### Excerpt provided
====================

Some of my EMS friends refer to the less enlightened of us in EMS as LIV, shorthand for Low Information Voters. I’m the first to admit that I like the term and use it. Sadly, I have occasion to use it regularly, especially seeing what some providers post publicly on Facebook.
After some thinking this morning about a couple of discussions I’ve been watching, some LIV providers scare me more than others. The youthful, overly eager provider who has maxed out their credit line at Galls by buying every piece of equipment known to mankind has the potential to be a diamond in the rough. Those of us who consider prehospital care to be part of medicine owe it to ourselves and our patients to channel said youthful enthusiasm into the art and science of patient care.
Then there’s the other form of LIV. The so-called “experienced” provider whose only contributions are mindless repetitions of bad information, usually associated with withholding pain medications to those they deem unworthy of their skills. These older LIVs are also usually the first to scream about the good old days and shame anyone who doesn’t conform to their limited understanding of medicine and operations. To quote Spiro T. Agnew, these people are the “nattering nabobs of negativism” of EMS. Their pessimism is toxic, both to other providers and to the advancement of prehospital medicine.

====================

### Data

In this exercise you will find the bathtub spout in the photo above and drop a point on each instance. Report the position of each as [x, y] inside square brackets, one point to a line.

====================

### Task requirements
- 1) In one to three sentences, explain why the essay on low-information EMS providers says the "experienced" kind is harmful.
- 2) Please extend the essay on low-information EMS providers past its final sentence.
This material has no connection to the essay on low-information EMS providers.

### Answers to the exercises
- 1) The essay says their pessimism is toxic to other providers and to the advancement of prehospital medicine. They repeat bad information, often about withholding pain medications from patients they consider unworthy. They also shame anyone who doesn't fit their limited understanding of medicine and operations.

- 2)
These old-timers run off enthusiastic providers, stagnate development, and generally make work a crappy place. Their toxicity runs off others and infects the workplace as surely as an outbreak of norovirus. Heck, at least norovirus runs its course and leaves. Yet for some reason, these cranky ones are only happy when they can actively discourage others.
Please, if you actively embrace terms like toasted or burnt out, step away from patient care, whether for a sabbatical or permanently. You owe it to your coworkers and your patients.